State Report: COVID-19 Brought into Nursing Homes by Staff
Data, analyzed by the New York State Department of Health, points toward the staff at nursing home for unknowingly introducing and spreading the novel coronavirus in facilities across the state.
The state health department conducted an in-depth analysis that concluded, in a report released Monday, that COVID-19 fatalities in nursing homes were related to infected nursing home staff. There are approximately 101,000 nursing home residents in 613 facilities throughout the state. Nursing homes accounted for about 21 percent of the state’s approximately 25,000 COVID-19 fatalities.
”The data shows that the nursing home residents got COVID from the staff, and presumably, also from those who visited them,” Dr. Howard Zucker, the New York State Commissioner of Health, said in a statement. There was no data available to track how family visiting residents helped spread the disease.
“Unfortunately, we did not understand the disease early on, we did not realize how widespread it was within our community, and therefore, it was able to be introduced into a vulnerable population,” he said. “As best as we could, using the tools that we have, we looked to determine the relationships between timelines and outcomes, between infectivity and symptomatology, between onset of illness and death. We looked at the facts.”
The state’s report found that the timing of staff infections correlated with the timing of peak nursing home resident mortality across the state.
According to data submitted by nursing homes, approximately 37,500 nursing home staff members were infected with COVID-19 between March and early June 2020. That is one in four of the state’s approximately 158,000 nursing home workers who were infected.
Of the 37,500 nursing home staff infected, nearly 7,000 of them were working in facilities in the month of March, during which more than a third of the state’s nursing home facilities had residents who tested positive. “It is likely that thousands of employees who were infected in mid-March transmitted the virus unknowingly—through no fault of their own—while working, which then led to resident infection,” the report said.
In total, 6,432 nursing home residents in 509 facilities statewide died of COVID-19, according to a New York Times analysis referred to in the study. The total number of people infected was 7,177.
Infections among employees were in line with regions that were most impacted. The most impacted regions in New York State was the downstate region, which includes New York City and Long Island. Along with the Mid-Hudson region, the city and the island also had the highest nursing home fatality rates.

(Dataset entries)
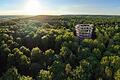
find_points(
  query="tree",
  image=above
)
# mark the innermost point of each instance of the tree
(57, 69)
(83, 71)
(11, 74)
(117, 75)
(49, 56)
(44, 75)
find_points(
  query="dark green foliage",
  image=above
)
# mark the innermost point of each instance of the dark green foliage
(47, 48)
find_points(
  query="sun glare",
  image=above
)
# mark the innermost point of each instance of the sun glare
(32, 7)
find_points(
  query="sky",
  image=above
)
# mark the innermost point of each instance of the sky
(59, 7)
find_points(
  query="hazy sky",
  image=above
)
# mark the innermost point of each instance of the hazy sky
(23, 7)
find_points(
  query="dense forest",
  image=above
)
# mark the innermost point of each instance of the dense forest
(47, 48)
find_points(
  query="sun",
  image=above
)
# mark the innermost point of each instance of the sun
(32, 7)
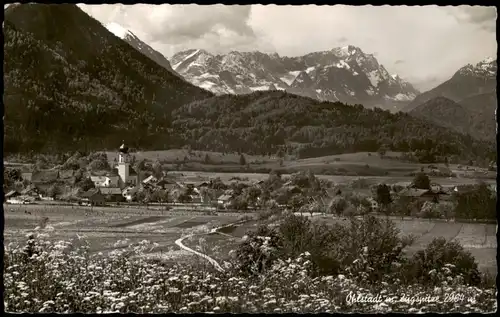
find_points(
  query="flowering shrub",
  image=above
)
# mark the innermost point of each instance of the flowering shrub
(65, 278)
(441, 253)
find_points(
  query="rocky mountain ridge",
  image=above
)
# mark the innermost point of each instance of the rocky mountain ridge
(345, 74)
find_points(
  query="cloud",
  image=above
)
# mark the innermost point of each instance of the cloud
(433, 41)
(343, 39)
(484, 17)
(181, 25)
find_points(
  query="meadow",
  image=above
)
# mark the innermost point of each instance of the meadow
(102, 227)
(349, 164)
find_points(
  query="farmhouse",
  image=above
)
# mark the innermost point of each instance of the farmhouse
(27, 176)
(224, 200)
(12, 194)
(66, 174)
(129, 192)
(422, 194)
(150, 180)
(92, 197)
(45, 176)
(112, 193)
(31, 191)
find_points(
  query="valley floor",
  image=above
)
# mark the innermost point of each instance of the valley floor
(108, 229)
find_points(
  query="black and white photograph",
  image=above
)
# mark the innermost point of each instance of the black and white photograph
(224, 158)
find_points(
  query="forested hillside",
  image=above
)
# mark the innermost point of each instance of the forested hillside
(71, 84)
(265, 122)
(474, 115)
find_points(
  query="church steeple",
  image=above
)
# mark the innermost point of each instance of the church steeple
(123, 153)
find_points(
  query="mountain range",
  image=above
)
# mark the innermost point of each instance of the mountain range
(71, 84)
(465, 103)
(139, 45)
(345, 74)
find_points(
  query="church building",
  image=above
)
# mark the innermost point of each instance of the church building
(128, 176)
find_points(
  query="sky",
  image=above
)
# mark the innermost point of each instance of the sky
(425, 45)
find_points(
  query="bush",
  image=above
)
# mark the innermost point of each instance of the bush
(74, 280)
(422, 181)
(258, 251)
(333, 248)
(337, 205)
(425, 264)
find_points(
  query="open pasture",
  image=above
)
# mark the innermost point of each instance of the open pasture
(107, 229)
(190, 176)
(479, 239)
(104, 228)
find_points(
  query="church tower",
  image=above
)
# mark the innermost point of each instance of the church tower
(123, 163)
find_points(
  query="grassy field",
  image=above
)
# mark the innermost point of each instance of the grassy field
(190, 176)
(361, 163)
(107, 229)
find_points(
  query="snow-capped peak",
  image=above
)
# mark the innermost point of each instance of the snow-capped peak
(118, 30)
(488, 60)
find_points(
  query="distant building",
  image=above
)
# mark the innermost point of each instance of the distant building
(112, 193)
(27, 176)
(93, 197)
(129, 192)
(150, 180)
(224, 200)
(127, 174)
(44, 176)
(421, 194)
(31, 191)
(11, 194)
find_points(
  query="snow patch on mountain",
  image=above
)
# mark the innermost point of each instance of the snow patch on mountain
(118, 30)
(346, 74)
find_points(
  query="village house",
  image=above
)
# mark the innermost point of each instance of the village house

▶ Apply what you read:
- 1) Reproduce the portion of the article on nursing home staff between "The state’s report" and "who were infected.", inclusive.
- 2) In the article on nursing home staff, shorten the paragraph beginning "Of the 37,500 nursing home staff infected" while keeping its main facts.

▶ Solutions per task:
- 1)
The state’s report found that the timing of staff infections correlated with the timing of peak nursing home resident mortality across the state.
According to data submitted by nursing homes, approximately 37,500 nursing home staff members were infected with COVID-19 between March and early June 2020. That is one in four of the state’s approximately 158,000 nursing home workers who were infected.

- 2) Nearly 7,000 of the 37,500 infected nursing home staff were working in facilities in March. That month, more than a third of the state's nursing homes had residents who tested positive. The report said thousands of workers infected in mid-March likely spread the virus on the job without knowing it, through no fault of their own, and this led to resident infections.